▶ _The data_:
>> START

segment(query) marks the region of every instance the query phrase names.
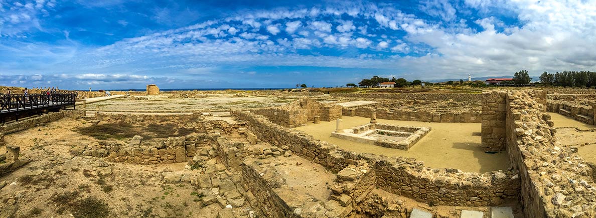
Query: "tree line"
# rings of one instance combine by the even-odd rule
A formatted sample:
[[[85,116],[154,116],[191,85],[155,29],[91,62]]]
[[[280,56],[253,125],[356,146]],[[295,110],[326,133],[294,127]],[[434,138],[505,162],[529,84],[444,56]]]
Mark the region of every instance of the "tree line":
[[[596,88],[596,72],[566,70],[554,73],[544,72],[540,75],[540,80],[548,85]]]
[[[380,86],[380,84],[381,83],[388,82],[395,82],[396,87],[403,87],[406,85],[420,85],[422,83],[422,81],[418,79],[414,80],[412,82],[408,82],[407,80],[406,80],[406,79],[404,78],[396,79],[395,77],[393,77],[391,79],[389,79],[387,78],[374,76],[370,79],[362,79],[362,81],[358,82],[358,85],[353,83],[349,83],[347,84],[346,84],[346,86],[348,87],[378,87]]]

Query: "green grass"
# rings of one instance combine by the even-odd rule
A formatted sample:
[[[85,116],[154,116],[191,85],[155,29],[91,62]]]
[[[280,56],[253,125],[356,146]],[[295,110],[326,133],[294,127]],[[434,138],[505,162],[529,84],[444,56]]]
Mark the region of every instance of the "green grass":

>> END

▶ _Exercise description_: Do not include images; quote all of the entries above exactly.

▶ _Output_:
segment(query) marks the region of every instance the query phrase names.
Query: "tree line"
# rings of one instance combine by the even-odd rule
A formatted sample:
[[[85,116],[154,116],[191,85],[155,29],[91,62]]]
[[[280,56],[253,125],[356,146]],[[295,110],[326,133],[294,127]],[[434,138],[505,162],[529,84],[444,56]]]
Mark the region of every instance of the "tree line":
[[[596,88],[596,72],[566,70],[554,73],[544,72],[540,75],[540,80],[548,85]]]
[[[380,86],[380,84],[381,83],[388,82],[395,82],[396,87],[403,87],[406,85],[420,85],[422,83],[422,81],[418,79],[414,80],[412,82],[408,82],[407,80],[406,80],[406,79],[404,78],[396,79],[395,77],[393,77],[391,79],[389,79],[387,78],[374,76],[370,79],[362,79],[362,81],[358,82],[358,85],[353,83],[349,83],[347,84],[346,84],[346,86],[348,87],[378,87]]]

Query: "green grass"
# rings of one instance combine by the even-odd rule
A formatted sample:
[[[85,116],[154,116],[191,85],[155,29],[91,62]]]
[[[280,56],[253,125],[356,146]],[[295,110],[326,133],[294,127]],[[434,138],[505,162],[529,84],[444,56]]]
Mark the region of every instance of the "green grass":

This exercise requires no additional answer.